What needs to be done.
Identify every line of the records below that contains the word "blurred", and copy each of those lines in full.
____ Given records
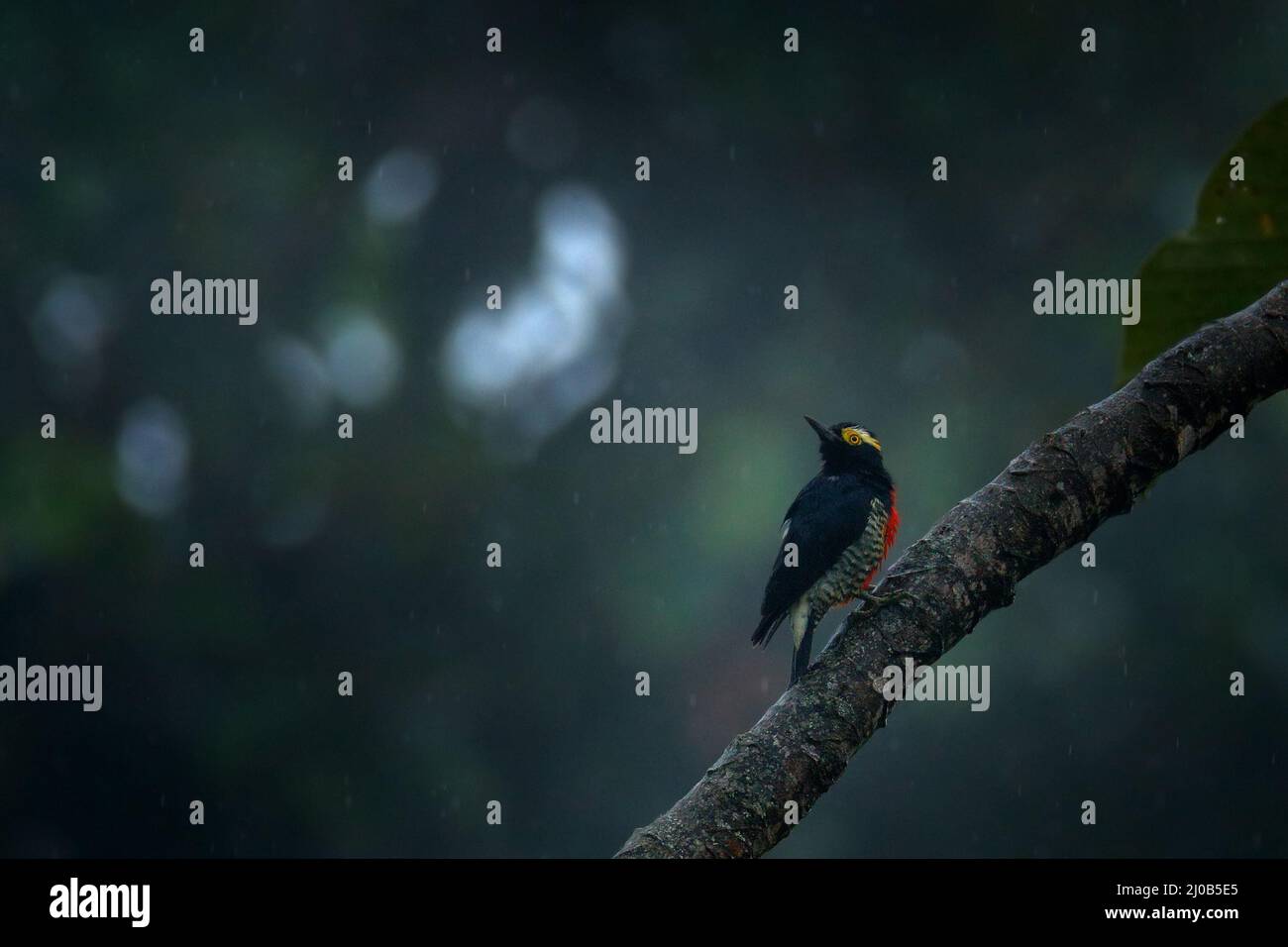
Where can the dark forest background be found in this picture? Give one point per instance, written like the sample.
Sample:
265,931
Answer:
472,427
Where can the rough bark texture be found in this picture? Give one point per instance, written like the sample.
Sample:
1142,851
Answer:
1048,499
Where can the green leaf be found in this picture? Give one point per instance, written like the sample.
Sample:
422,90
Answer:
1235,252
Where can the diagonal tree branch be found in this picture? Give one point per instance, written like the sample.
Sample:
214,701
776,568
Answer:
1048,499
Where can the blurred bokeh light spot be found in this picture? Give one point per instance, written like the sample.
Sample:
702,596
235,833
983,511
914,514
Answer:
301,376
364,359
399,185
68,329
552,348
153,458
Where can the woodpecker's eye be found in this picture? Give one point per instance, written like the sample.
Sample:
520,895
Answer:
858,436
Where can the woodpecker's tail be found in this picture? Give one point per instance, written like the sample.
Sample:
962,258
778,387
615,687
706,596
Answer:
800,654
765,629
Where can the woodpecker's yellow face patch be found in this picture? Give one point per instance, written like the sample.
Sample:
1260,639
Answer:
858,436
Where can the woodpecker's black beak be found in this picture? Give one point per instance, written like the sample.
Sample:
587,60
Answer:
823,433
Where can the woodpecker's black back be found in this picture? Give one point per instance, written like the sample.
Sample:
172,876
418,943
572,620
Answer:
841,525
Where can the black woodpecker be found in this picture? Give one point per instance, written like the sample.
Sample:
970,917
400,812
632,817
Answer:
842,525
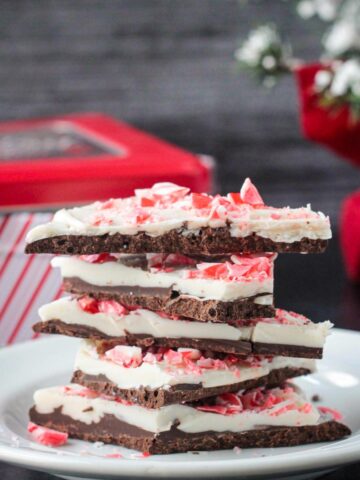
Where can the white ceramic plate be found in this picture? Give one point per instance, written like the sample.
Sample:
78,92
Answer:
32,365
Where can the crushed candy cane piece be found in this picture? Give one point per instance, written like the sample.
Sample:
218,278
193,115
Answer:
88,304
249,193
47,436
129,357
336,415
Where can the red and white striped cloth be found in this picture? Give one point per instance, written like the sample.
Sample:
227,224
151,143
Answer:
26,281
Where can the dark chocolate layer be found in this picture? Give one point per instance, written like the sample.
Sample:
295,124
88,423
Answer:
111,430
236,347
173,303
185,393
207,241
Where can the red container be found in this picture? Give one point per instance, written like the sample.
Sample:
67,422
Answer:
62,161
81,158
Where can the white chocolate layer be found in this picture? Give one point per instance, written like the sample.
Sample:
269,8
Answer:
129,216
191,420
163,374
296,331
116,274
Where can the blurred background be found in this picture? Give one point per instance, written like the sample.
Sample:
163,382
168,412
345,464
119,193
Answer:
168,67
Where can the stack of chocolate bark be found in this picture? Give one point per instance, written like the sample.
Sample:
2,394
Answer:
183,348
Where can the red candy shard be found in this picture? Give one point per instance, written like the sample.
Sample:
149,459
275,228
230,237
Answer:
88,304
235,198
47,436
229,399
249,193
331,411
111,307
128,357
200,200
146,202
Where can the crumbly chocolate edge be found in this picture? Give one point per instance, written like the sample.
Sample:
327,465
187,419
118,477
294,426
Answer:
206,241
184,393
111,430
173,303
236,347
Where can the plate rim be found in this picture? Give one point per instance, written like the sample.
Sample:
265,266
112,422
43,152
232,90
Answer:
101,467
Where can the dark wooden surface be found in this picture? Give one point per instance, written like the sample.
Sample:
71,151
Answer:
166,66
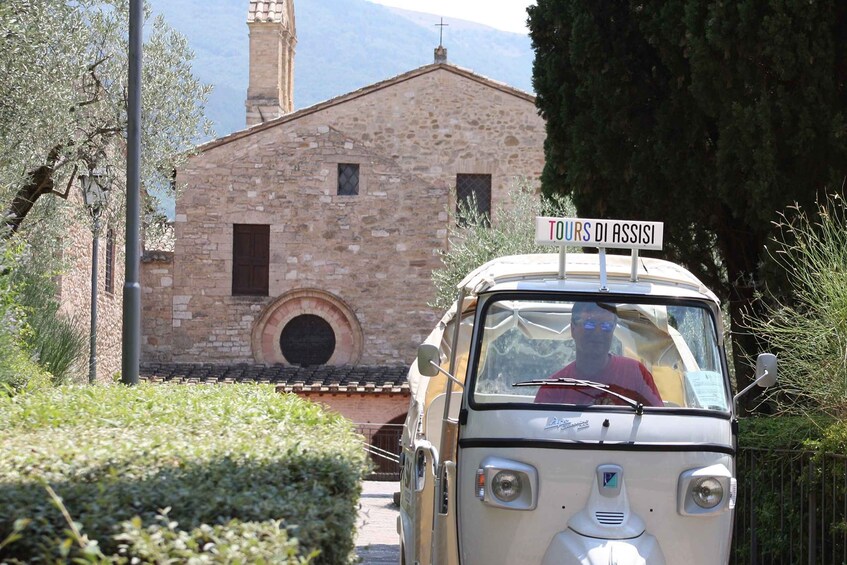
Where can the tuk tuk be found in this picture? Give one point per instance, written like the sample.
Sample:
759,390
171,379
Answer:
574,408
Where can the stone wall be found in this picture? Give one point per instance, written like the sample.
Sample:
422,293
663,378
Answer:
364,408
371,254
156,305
________
____ Given records
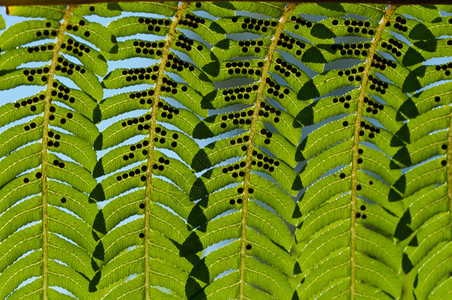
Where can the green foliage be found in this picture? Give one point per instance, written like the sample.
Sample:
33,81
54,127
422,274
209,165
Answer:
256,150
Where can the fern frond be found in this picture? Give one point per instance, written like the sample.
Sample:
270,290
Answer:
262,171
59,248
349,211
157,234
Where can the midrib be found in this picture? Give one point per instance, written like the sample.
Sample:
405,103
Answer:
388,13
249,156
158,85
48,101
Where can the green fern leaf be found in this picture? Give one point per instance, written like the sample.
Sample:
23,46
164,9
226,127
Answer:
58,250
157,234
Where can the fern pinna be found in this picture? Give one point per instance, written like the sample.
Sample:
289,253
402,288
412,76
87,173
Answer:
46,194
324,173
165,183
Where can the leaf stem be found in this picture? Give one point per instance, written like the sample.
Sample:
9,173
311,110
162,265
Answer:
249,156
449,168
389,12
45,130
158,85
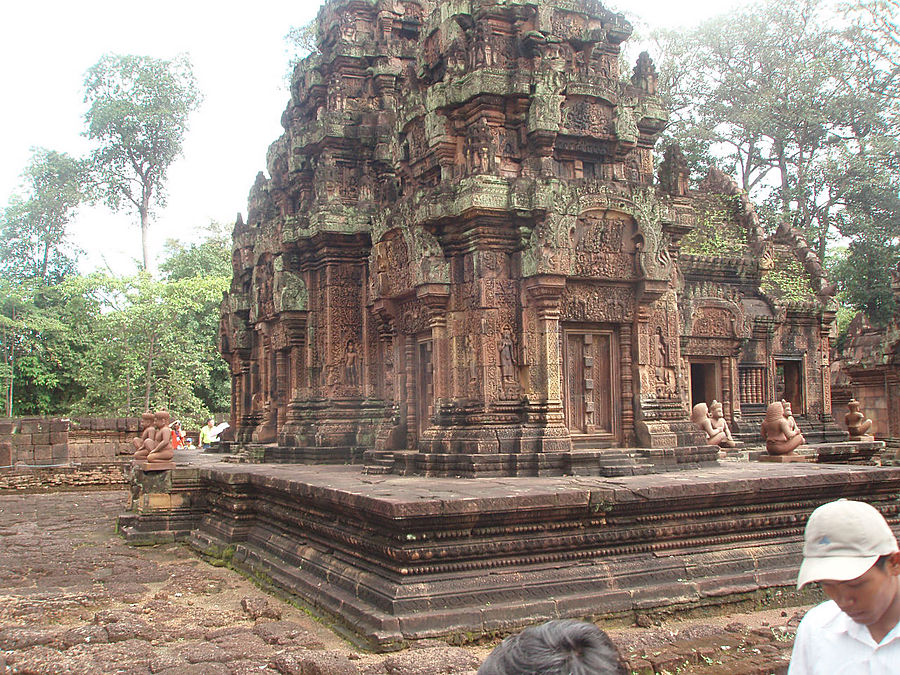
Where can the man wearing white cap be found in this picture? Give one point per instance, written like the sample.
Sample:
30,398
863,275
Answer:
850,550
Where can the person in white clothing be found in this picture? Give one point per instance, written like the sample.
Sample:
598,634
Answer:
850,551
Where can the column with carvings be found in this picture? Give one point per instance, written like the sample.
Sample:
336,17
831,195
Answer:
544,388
________
Correct result.
Where can the blurred bokeh light spot be found in this picture? Give one point per instance, written like the sample.
Where can the blurred background be found in this picture? Give one point per instance, written like the sample.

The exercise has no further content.